# Lawyer or no lawyer?



## Macroomite (Jan 16, 2016)

I am about to purchase an apartment in the city of Porto which I found advertised on a major/large realtor website. 
I have an excellent realtor in Porto guiding the process. It is not his listing and he is with a large International realty firm. He expressed surprise when I spoke of having a lawyer as well as the Notary. He was not opposed at all but in his lengthy experience he has found it unnecessary in buying / selling in Porto. 
So, is a lawyer important / essential? I have heard horror stories from other European countries (not naming!) ... so am a bit betwixt on the issue.
Any input?


----------



## Gonzo393 (Jan 13, 2019)

I completed last week on a property we viewed back in December. We had gone purely to view and didn't expect to end up buying anything.

As a result we had no lawyer lined up. The estate agency explained this was not a problem as it was not necessary in Portugal. Fantastic we thought!

Once we knew the offer had been accepted, by pure chance we bumped into an ex pat in the same village.

He was 2 years ahead of us in the process and had used the same estate agency.

His words of advice proved invaluable. Get a lawyer he said. Your estate agent are crooks he said. He gave us the details of the one he used. It was one of the best 500 euros we spent. 

Id advise everyone to do likewise when buying in Portugal even though it isn't necessary.

Good luck whatever you decide. Porto is a wonderful city. One of my favourites.

Cheers, Gonz


----------



## travelling-man (Jun 17, 2011)

Macroomite said:


> I am about to purchase an apartment in the city of Porto which I found advertised on a major/large realtor website.
> I have an excellent realtor in Porto guiding the process. It is not his listing and he is with a large International realty firm. He expressed surprise when I spoke of having a lawyer as well as the Notary. He was not opposed at all but in his lengthy experience he has found it unnecessary in buying / selling in Porto.

**PROVIDED DATA**
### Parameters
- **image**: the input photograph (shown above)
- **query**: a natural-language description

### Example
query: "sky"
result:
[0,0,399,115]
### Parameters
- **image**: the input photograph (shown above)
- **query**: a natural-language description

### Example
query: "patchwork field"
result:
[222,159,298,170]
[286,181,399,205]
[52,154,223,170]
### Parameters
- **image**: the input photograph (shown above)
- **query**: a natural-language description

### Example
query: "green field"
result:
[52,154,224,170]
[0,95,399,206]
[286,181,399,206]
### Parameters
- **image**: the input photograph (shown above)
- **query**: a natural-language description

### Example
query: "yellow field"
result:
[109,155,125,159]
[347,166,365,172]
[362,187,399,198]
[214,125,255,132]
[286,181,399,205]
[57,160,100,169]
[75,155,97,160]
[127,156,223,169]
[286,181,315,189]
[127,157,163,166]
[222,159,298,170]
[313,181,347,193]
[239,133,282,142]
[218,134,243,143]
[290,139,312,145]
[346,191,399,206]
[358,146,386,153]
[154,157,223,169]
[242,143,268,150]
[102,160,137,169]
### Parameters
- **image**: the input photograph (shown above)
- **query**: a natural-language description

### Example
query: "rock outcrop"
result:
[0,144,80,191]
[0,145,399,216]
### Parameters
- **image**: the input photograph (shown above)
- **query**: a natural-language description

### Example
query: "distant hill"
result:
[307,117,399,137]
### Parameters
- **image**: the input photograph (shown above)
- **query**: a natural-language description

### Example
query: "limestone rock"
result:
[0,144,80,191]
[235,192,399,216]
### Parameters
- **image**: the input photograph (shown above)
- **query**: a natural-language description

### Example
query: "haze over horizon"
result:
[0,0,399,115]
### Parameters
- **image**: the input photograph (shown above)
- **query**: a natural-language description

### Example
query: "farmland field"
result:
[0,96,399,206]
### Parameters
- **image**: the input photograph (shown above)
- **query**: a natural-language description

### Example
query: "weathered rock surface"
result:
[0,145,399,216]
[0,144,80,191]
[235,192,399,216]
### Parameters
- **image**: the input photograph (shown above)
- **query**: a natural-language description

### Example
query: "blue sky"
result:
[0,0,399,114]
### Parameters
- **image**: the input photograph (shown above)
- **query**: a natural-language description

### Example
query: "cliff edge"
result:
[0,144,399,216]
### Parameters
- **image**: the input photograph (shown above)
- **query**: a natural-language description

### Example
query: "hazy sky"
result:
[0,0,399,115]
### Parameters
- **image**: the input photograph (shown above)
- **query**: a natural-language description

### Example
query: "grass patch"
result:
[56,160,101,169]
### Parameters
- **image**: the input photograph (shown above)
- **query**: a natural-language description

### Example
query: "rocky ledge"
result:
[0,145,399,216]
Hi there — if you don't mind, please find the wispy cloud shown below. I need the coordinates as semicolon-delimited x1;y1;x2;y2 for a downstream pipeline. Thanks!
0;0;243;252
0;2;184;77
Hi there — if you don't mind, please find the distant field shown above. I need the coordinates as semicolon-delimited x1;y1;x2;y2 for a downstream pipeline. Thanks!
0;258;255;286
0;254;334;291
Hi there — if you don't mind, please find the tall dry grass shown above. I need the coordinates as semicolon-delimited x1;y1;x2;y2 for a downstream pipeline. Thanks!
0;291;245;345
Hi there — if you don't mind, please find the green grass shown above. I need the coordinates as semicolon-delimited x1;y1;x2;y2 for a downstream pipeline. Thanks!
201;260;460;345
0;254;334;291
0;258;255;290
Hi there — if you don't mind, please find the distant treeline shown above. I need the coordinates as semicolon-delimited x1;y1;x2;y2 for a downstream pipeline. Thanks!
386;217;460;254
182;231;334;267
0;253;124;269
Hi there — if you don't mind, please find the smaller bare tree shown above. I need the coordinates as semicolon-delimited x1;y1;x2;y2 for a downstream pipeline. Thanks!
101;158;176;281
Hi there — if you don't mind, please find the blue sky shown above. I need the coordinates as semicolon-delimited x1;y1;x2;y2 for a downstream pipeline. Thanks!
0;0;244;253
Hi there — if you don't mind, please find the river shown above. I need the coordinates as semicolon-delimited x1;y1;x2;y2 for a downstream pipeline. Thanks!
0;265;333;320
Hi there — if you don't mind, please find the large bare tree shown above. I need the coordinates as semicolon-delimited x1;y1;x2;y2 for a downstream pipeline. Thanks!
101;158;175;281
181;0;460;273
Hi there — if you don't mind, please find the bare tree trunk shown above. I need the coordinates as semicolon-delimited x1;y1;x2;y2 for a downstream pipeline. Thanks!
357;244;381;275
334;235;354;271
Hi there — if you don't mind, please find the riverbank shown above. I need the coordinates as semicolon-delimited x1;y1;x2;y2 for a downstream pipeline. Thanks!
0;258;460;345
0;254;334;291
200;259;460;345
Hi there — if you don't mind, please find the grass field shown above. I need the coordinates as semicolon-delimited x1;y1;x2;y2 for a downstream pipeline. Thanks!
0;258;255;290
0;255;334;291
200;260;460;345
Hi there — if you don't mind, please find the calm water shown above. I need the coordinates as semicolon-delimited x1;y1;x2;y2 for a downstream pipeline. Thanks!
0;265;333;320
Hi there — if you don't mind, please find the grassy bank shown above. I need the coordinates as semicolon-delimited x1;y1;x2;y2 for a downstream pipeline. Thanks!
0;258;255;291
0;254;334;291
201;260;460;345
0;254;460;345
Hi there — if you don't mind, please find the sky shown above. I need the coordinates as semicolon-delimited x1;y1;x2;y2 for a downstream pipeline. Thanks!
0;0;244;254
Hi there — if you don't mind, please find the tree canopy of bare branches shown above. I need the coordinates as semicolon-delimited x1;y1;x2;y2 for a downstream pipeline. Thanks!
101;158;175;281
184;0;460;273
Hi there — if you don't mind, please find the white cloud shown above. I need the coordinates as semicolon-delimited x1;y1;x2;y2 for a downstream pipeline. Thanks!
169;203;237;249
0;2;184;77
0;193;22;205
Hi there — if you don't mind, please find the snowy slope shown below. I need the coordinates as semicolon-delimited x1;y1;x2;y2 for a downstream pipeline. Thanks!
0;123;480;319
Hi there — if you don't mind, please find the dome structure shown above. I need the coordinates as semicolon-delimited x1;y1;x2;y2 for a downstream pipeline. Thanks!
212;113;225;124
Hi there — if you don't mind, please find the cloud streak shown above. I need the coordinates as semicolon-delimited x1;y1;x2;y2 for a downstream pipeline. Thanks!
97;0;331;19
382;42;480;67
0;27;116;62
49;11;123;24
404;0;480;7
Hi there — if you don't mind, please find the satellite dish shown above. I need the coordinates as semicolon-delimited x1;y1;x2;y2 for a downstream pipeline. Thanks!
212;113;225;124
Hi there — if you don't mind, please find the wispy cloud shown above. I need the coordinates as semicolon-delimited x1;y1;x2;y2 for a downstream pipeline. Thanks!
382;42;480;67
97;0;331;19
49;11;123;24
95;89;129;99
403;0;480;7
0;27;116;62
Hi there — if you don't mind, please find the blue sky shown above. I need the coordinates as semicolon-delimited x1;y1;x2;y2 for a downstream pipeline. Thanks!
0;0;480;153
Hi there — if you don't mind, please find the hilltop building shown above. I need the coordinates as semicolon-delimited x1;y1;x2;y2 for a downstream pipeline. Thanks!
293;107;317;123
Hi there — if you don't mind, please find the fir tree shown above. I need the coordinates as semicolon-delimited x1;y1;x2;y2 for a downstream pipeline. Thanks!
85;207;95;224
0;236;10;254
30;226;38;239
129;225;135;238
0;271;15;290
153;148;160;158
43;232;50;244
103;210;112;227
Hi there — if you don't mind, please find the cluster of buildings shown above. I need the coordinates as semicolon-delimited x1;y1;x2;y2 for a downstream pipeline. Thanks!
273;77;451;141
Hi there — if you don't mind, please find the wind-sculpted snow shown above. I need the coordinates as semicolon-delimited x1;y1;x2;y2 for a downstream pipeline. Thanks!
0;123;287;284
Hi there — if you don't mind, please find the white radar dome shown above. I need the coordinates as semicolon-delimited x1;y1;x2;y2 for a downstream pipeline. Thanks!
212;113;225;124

**DIRECTIVES**
**A.** Answer these about the lawyer thread, one per line:
(i) What kind of firm does Macroomite's realtor in Porto work for?
(ii) How far ahead of Gonzo393 in the buying process was the expat met in the village?
(iii) How much did Gonzo393 spend on the lawyer?
**B.** From the lawyer thread, set down the passage from "## Gonzo393 (Jan" to "same estate agency.".

**RESULTS BY TASK**
**A.**
(i) A large international realty firm
(ii) Two years
(iii) 500 euros

**B.**
## Gonzo393 (Jan 13, 2019)

I completed last week on a property we viewed back in December. We had gone purely to view and didn't expect to end up buying anything.

As a result we had no lawyer lined up. The estate agency explained this was not a problem as it was not necessary in Portugal. Fantastic we thought!

Once we knew the offer had been accepted, by pure chance we bumped into an ex pat in the same village.

He was 2 years ahead of us in the process and had used the same estate agency.